→ TEXT SEGMENT:
+--

As a child I didn't have any friends but I was happy and not bothered by. Once I started getting bullied for it, my anxiety started developing. I think it also has to do with genes since some family members have all been through depression and other mental problems.


----------



## jennifer1105 (May 11, 2010)

Traumatic events that happened during my childhood as well as bullying that I received as a child caused me to withdraw and fear people the way I do today.


----------



## farfegnugen (Aug 16, 2010)

I think there are a lot of demands to be social and meet certain standards in society. Lots of people are asked or forced into being what they are naturally not. It is anxiety inducing for lots of people. Some are better at handling it than others. Some aren't. But lots of people who don't have social anxiety seem to self-medicate with alcohol, drugs, food, or risky behavior.


----------



## KrazyDave (Sep 19, 2014)

I think there are too many things that have caused mine.

Bullied in school
Emotional neglect from parents
Everyone I put my trust in breaks it
Those that I can trust end up leaving here
The rest of the people here are alcoholic wankers that I don't want to socialise with anyway!


----------



## The alpaca (Jul 7, 2015)

I think it's because I was just never really taught to socialize and made bad experiences trying it out the first time in kindergarten and being awkward which made people just ignore me,


----------



## wonderlandianfaerie (Jul 15, 2015)

I was shy as a child and wasn't able to socialize well but got along okay. Then in my teen years I had a lot of bad experiences with adults.

+--

→ PROVIDED INFORMATION:
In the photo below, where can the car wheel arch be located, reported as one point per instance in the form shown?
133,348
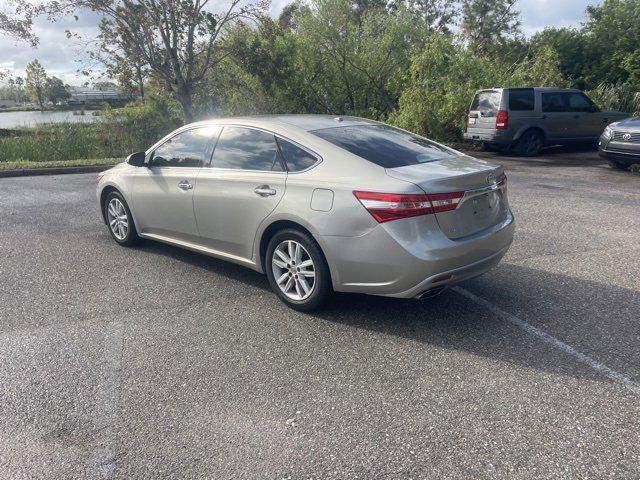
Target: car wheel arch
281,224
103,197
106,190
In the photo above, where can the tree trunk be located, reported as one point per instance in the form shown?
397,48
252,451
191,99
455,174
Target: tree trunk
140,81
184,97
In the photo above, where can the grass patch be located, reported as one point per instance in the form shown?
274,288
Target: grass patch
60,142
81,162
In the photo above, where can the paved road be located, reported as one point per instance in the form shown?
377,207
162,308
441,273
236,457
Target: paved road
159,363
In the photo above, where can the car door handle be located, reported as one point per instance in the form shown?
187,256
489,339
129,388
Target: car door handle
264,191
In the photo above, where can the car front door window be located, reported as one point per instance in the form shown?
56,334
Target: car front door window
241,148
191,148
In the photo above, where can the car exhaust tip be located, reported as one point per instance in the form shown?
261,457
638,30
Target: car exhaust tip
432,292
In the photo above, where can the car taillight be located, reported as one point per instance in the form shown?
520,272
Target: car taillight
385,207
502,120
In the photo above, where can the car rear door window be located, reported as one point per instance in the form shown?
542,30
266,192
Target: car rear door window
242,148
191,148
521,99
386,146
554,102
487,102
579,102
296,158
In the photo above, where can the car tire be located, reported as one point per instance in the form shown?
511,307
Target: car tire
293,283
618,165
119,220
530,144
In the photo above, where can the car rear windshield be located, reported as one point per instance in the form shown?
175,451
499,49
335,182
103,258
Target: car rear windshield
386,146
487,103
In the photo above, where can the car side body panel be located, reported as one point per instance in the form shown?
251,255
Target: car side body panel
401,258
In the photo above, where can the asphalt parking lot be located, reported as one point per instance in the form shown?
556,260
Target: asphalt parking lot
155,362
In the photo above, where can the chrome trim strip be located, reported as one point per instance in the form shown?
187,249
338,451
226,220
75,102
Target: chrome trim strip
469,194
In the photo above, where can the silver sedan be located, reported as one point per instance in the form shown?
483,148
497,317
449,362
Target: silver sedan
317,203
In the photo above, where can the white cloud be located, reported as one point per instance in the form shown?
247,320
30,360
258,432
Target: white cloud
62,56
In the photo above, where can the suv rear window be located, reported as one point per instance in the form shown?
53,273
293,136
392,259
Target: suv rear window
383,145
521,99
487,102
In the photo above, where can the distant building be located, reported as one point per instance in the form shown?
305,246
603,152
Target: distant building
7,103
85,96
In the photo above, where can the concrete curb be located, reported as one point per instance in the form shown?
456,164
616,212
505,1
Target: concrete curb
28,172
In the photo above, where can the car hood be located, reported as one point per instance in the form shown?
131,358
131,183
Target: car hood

+--

→ THINGS TO DO:
1: Rewrite the part of the social anxiety thread between "I think there are a" and "have caused mine.", inclusive, with "self-medicate" replaced by "cope".
2: Answer these questions from the social anxiety thread.
(a) What two things does jennifer1105 name as the cause of withdrawing from and fearing people?
(b) According to farfegnugen, what do many people without social anxiety seem to self-medicate with?
(c) Where did The alpaca have bad experiences trying to socialize for the first time?
3: Write a continuation of the social anxiety thread that begins after the last sentence of wonderlandianfaerie's post.
The records are separate material and have no connection to the forum thread on social anxiety.

→ OUTPUTS FOR THE TASKS:
1:
I think there are a lot of demands to be social and meet certain standards in society. Lots of people are asked or forced into being what they are naturally not. It is anxiety inducing for lots of people. Some are better at handling it than others. Some aren't. But lots of people who don't have social anxiety seem to cope with alcohol, drugs, food, or risky behavior.


----------



## KrazyDave (Sep 19, 2014)

I think there are too many things that have caused mine.

2:
(a) Traumatic events during childhood and bullying received as a child.
(b) Alcohol, drugs, food, or risky behavior.
(c) In kindergarten.

3:
Honestly, I think if it had been other teens I would have just chalked it up to everyone having strong emotions in their teens, but because it was adults and specifically successful responsible reputation type adults it has given my the impression that I have no idea what sort of behavior to expect out of anyone. If I don't know what people are going to do, if they are going to be cruel or violent or what, it freaks me out.


----------



## dadadoom (Nov 14, 2013)

Autism, various degrees (ADD is a form of "autism" IMHO).


----------



## Lauraben (Jul 16, 2015)

Social anxiety mainly caused due to genetic and environmental factors. 

what i thing is that it just because of esteeming yourself very low while comparing others are the main cause of Social Anxiety


----------



## Fredderika (Mar 27, 2014)

For me, I think genetics and always feeling like I was different from everybody else. 
As for general causes of SA and other anxiety disorders, it's kind of like we need more healthy kinds of stress. Most of our ancestors probably functioned under the positive stress of surviving- the need to obtain food, to look out for dangers in their environments and etc. Things they could usually do something about. Now, in our society, survival is not really an issue. But our brains are still wired to function under stress, so they create less healthy kinds of stress that we can't do much about. That's my current theory anyhow.


----------



## Mitko (May 3, 2012)

I was an extrovert till 6th grade. I was literally screaming in class, fooling around, sometimes being a clown, etc, when all of a sudden I started to get these insecure feelings everyday because my parents used to fight very often at the time and I was afraid of them getting a divorce. I lost interest in hanging out with my friends, I began isolating myself, etc. I guess 1 year was enough for me to become kind of awkward and introverted. Along with 7th grade came the bullies that totally wrecked my life from there on. Having lost self-esteem for those 2 years, I was a complete outcast in highschool.

In my opinion, most of the causes (if not all) are due to childhood traumas (bullies, isolating yourself for a long time, etc). There is a difference between shyness and social anxiety disorder.

Fortunately now I'm working on improving and letting go of the past. If anybody here is doing dr. Richards' CBT therapy please PM me as I would love to have a few more buddies to do it with.


----------



## WillYouStopDave (Jul 14, 2013)

Sourgirl25 said:


> What personally, do u think are the causes of SA?


1. Other people

2. Human nature

3. Instinct.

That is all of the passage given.